━━━━━ The data ━━━━━

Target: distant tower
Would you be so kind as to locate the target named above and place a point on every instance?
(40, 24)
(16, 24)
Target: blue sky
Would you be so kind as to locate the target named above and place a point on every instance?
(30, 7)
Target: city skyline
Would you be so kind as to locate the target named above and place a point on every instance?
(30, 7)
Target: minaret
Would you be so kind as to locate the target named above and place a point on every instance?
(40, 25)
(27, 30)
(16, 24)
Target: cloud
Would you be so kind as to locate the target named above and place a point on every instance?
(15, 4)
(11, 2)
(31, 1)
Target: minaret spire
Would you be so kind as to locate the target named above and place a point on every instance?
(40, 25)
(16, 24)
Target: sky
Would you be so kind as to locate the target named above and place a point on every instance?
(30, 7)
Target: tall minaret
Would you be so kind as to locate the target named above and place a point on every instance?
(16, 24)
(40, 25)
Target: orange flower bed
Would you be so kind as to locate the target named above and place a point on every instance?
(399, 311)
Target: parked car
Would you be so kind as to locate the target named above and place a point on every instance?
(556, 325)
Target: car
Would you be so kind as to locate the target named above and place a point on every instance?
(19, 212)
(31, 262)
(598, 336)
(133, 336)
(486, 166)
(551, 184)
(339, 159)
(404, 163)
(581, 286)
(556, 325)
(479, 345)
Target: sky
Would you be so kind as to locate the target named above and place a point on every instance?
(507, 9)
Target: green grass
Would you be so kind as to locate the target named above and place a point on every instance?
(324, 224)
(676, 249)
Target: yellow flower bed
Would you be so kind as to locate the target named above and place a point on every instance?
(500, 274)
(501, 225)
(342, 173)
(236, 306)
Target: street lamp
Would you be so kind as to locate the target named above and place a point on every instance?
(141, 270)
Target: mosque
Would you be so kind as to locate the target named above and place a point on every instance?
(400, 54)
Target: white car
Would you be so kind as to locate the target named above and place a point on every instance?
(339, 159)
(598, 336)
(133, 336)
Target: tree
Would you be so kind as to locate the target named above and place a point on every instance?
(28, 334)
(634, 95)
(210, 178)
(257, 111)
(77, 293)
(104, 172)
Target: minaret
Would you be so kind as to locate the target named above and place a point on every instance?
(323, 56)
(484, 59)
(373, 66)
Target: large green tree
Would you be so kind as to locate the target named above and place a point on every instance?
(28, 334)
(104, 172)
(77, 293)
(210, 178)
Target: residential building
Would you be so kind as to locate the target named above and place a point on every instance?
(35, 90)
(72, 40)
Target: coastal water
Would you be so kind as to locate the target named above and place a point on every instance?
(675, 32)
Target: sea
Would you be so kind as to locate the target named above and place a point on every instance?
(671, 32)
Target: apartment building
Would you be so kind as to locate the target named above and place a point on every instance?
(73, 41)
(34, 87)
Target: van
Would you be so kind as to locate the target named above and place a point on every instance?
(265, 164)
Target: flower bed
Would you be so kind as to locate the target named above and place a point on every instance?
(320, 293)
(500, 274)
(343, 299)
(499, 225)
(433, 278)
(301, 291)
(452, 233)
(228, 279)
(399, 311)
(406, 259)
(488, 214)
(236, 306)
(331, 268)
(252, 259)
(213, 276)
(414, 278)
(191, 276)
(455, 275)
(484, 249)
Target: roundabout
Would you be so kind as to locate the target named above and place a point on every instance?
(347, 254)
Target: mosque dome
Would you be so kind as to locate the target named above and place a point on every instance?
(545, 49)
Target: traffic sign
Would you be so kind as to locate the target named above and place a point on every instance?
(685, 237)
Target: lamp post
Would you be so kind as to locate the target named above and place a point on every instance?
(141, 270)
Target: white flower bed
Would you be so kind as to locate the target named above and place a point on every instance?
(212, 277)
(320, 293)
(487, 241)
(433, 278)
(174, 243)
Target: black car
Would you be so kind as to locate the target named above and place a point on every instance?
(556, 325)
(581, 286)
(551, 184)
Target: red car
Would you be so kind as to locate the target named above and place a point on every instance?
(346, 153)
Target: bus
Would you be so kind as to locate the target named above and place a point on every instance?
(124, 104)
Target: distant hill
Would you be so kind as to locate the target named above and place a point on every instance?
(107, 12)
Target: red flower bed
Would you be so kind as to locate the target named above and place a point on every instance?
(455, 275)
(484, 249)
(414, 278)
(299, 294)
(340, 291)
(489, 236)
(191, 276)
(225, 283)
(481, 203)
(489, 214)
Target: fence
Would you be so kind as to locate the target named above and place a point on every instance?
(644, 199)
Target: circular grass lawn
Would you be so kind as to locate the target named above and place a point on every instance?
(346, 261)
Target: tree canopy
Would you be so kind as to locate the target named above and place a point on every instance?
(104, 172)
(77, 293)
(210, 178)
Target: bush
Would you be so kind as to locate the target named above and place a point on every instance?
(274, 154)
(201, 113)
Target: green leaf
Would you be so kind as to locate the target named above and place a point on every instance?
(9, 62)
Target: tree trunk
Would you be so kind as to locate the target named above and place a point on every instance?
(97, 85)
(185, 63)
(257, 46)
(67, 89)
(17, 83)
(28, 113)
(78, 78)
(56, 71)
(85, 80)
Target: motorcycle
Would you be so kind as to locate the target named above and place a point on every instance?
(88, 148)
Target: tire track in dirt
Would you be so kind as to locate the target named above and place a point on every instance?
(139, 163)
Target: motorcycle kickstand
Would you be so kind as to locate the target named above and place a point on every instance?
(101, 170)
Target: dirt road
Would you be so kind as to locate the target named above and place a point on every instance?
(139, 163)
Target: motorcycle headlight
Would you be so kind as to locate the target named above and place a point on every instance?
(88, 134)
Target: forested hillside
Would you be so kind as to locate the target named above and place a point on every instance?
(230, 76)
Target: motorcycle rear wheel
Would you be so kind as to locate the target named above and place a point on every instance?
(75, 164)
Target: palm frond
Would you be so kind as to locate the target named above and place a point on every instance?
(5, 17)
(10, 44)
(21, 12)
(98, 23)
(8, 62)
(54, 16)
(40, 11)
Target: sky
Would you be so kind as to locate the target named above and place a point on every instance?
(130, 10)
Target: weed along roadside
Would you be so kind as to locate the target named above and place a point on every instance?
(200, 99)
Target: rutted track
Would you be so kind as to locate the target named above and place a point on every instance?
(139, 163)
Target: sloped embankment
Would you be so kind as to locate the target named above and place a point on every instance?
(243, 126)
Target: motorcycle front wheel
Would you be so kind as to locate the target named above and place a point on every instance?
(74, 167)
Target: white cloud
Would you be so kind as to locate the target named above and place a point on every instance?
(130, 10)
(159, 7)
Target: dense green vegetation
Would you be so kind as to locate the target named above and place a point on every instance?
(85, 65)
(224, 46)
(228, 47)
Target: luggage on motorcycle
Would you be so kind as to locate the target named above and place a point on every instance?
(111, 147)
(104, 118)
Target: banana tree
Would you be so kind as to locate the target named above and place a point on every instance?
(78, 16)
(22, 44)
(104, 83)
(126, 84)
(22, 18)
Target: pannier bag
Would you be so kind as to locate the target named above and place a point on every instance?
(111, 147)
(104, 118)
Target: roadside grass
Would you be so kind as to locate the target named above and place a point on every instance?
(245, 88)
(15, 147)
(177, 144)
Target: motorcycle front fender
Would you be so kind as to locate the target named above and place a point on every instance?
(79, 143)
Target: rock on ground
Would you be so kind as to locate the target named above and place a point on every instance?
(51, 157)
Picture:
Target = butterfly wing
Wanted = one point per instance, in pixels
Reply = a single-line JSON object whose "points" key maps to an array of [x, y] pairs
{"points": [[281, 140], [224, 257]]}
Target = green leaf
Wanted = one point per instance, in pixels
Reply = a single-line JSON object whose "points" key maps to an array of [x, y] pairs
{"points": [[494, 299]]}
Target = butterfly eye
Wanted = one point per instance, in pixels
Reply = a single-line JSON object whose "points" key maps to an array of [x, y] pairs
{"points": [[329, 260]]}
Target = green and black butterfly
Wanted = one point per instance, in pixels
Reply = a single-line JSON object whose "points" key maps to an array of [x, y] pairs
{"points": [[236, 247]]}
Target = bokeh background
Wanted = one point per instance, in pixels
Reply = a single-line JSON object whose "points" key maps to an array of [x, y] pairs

━━━━━

Your objective:
Search the entries above for lines containing the word "leaf", and copy each one.

Answer space:
Target: green leaf
Target = green leaf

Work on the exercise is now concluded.